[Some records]
....

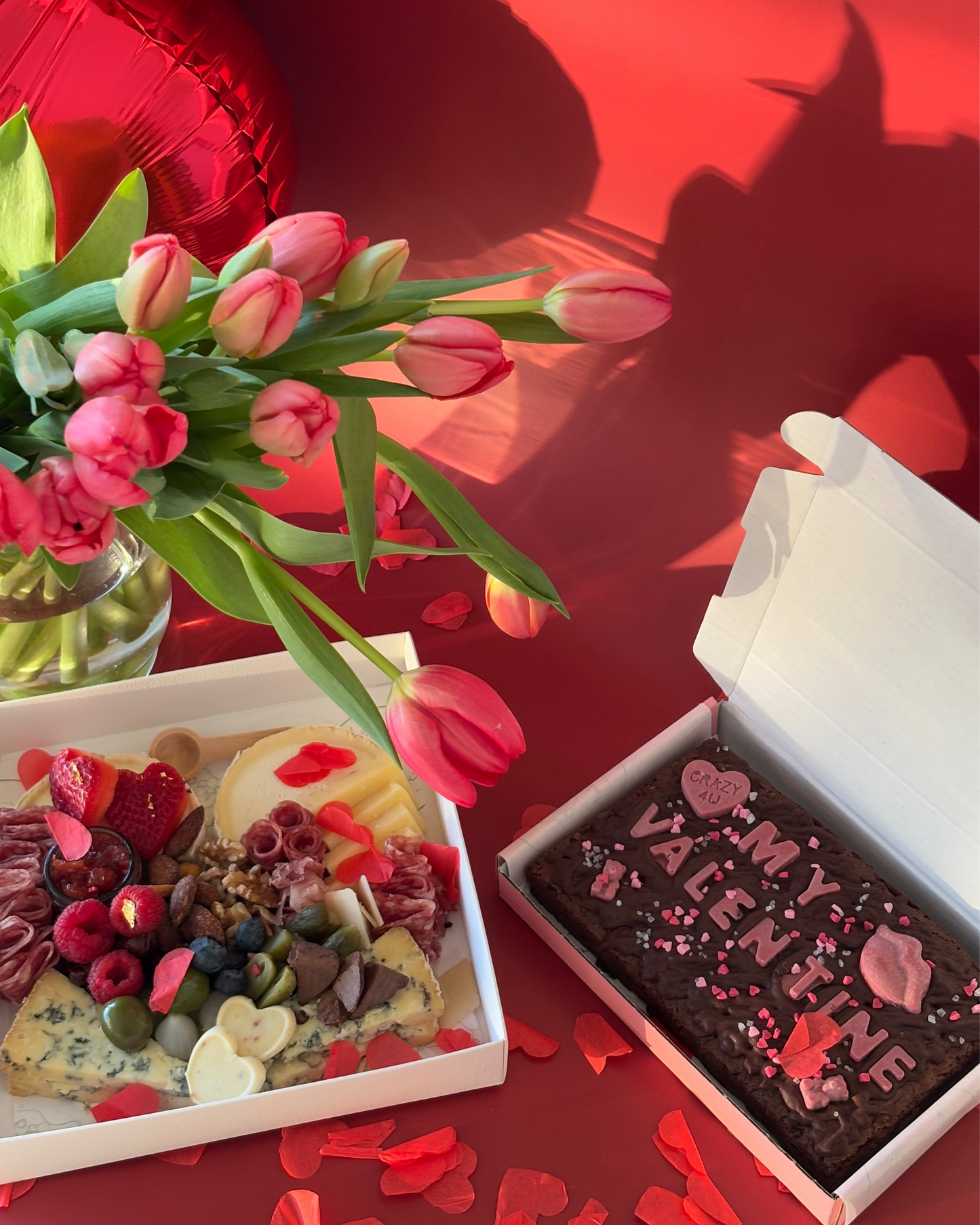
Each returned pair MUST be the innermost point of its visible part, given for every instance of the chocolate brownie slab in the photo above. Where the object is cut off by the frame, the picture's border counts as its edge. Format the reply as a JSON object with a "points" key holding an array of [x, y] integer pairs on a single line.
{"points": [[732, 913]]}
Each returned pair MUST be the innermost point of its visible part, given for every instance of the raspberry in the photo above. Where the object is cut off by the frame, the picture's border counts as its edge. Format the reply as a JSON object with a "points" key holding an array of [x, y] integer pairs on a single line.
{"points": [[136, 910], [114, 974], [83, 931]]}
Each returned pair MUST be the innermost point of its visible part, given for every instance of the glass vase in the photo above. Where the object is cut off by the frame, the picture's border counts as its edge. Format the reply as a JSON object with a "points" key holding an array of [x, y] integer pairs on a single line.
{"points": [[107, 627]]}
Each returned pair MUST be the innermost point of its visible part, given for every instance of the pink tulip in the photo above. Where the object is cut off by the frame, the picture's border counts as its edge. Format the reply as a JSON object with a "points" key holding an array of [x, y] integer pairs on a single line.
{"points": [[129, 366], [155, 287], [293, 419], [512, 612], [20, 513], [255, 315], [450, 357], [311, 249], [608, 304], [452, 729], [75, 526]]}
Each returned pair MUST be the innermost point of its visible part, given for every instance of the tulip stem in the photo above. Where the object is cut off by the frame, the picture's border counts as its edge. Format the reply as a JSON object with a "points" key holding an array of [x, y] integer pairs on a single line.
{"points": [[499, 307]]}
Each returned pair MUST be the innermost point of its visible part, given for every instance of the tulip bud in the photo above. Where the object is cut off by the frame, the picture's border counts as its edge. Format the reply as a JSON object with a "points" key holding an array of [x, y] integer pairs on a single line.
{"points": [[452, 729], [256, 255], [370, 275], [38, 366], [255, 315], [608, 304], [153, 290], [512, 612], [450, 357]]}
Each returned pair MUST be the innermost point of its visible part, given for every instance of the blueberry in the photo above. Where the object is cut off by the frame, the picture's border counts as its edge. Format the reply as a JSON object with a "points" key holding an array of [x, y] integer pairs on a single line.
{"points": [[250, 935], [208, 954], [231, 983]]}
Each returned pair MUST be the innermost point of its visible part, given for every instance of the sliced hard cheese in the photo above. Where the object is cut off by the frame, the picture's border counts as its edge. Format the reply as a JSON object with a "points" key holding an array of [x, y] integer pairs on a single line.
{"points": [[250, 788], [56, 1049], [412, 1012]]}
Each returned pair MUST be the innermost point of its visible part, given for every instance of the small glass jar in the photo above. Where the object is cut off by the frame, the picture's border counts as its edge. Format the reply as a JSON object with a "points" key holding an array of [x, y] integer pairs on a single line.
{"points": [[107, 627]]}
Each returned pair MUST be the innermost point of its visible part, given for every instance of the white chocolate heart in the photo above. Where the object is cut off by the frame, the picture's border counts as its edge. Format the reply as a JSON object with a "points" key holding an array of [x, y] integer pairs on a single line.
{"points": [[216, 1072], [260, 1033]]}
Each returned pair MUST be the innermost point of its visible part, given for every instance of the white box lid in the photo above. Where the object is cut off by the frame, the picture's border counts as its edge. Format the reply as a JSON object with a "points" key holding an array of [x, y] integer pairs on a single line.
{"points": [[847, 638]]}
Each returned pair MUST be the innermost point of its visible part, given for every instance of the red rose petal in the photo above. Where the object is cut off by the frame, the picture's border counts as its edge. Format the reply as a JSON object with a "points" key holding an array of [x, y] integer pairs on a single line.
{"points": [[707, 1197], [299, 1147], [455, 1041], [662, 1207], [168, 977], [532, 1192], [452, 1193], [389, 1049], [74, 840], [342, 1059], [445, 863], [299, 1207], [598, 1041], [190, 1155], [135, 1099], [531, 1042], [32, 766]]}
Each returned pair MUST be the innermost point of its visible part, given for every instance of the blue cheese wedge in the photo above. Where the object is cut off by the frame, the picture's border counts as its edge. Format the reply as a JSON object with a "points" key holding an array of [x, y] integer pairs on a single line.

....

▶ [WORK TO DO]:
Copy out everything in the data above, from the line containing "the white chocolate" down to the end of the data, reproducing each line without changes.

▶ [RESULT BELOW]:
Each returned pair MUST be the innermost point of its visible part, given for every instance of the white chocolate heart in the photo above. Where the object is cut off by the frame, the picture's border counts as its edge. Format the reply as a JSON object with a "points" key holding an array of [x, y] integer pairs on a single line.
{"points": [[216, 1072], [260, 1033]]}
Each returned pair MUST be the innermost point of its visible part, given for every instance of the white box lid in the photo above. Where the object is cut off by the frame, the picture's border counts as its edge. Format the reply as a JSON object with a "points" key holding an array of [x, y] integer pairs on a single line.
{"points": [[847, 638]]}
Each returned pair MUST be the innermost point of its visible part, given for every instance of the red rose petal in the photo above. Where the object is cut off by the frame, the picture's border counts as its edge. Format the reply as a JSON object with a "points" key holding an array of [x, y] integer pairs on a single line.
{"points": [[707, 1197], [299, 1147], [455, 1041], [662, 1207], [168, 977], [532, 1192], [452, 1193], [389, 1049], [74, 840], [342, 1059], [445, 863], [299, 1207], [598, 1041], [190, 1155], [135, 1099], [531, 1042], [32, 766]]}
Each returned pair MUST be the innermost point of its visible part, given for every instance of the blue cheese wedge in the photo above. Where the object is cut off by the frame, the picture's border counts as its edge. Format the reply as a JSON object with a "points" key holding an array of [x, y] integer pairs on a single line.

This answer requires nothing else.